#### TEXTE SOURCE:
#####

Le jeudi 4 décembre dernier, le chef américain Ryan Bancroft retrouvait l’Orchestre national du Capitole en compagnie du grand violoniste français Renaud Capuçon dans un programme musical plein de surprises et de contrastes. Un public curieux et convaincu est venu découvrir ce programme dont la plupart des œuvres constituaient des premières auditions toulousaines.
De Caroline Shaw, compositrice américaine née en 1982, l’orchestre joue en ouverture la pièce intitulée Entr’acte initialement conçue pour quatuor à cordes. Les habitués des concerts des Clefs de Saint-Pierre ont entendu la version originale de cette partition lors de la soirée du 13 octobre dernier. Entr’acte s’inspire de l’un des mouvements du quatuor de Haydn, l’opus 77 n° 2 en fa majeur qui était d’ailleurs joué lors de ce concert du 13 octobre. La version pour orchestre donnée ce 4 décembre est exécutée par l’ensemble généreux des cordes de l’orchestre. Les instruments dialoguent dans un déploiement de sonorités étranges, inquiétantes : atonalisme latent, frappe des archets sur le bois des instruments, pizzicati décalés, autant de pratiques très 21ème siècle. De l’inquiétude distillée par le premier mouvement l’atmosphère évolue vers l’émergence d’une plainte, jusqu’à un touchant solo final de violoncelle.

#####

#### CONSIGNES:
A. Répondez aux questions suivantes d'après l'extrait sur le concert :
(i) Quel violoniste se produisait avec l'orchestre le jeudi 4 décembre ?
(ii) En quelle année Caroline Shaw est-elle née ?
(iii) Quel instrument assure le solo final d'Entr'acte ?
B. Reproduisez mot pour mot le passage de l'extrait sur le concert qui commence aux mots « Le jeudi 4 décembre » et s'achève après les mots « premières auditions toulousaines. ».

#####

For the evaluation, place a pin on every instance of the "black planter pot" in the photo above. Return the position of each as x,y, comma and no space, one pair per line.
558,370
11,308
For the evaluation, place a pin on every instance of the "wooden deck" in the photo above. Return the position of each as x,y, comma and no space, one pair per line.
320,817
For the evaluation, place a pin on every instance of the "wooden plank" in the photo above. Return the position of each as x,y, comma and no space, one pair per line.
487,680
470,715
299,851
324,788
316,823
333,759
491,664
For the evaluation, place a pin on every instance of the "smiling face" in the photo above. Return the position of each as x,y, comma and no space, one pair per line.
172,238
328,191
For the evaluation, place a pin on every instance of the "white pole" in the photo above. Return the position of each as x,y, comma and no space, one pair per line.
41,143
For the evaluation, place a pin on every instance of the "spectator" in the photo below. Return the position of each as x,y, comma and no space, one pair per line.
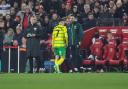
75,33
89,22
59,44
17,40
125,19
8,38
54,20
25,16
33,34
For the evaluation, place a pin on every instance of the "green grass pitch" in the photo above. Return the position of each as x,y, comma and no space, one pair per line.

#####

#### RÉPONSES DANS L'ORDRE:
A.
(i) Renaud Capuçon.
(ii) En 1982.
(iii) Le violoncelle.

B.
Le jeudi 4 décembre dernier, le chef américain Ryan Bancroft retrouvait l’Orchestre national du Capitole en compagnie du grand violoniste français Renaud Capuçon dans un programme musical plein de surprises et de contrastes. Un public curieux et convaincu est venu découvrir ce programme dont la plupart des œuvres constituaient des premières auditions toulousaines.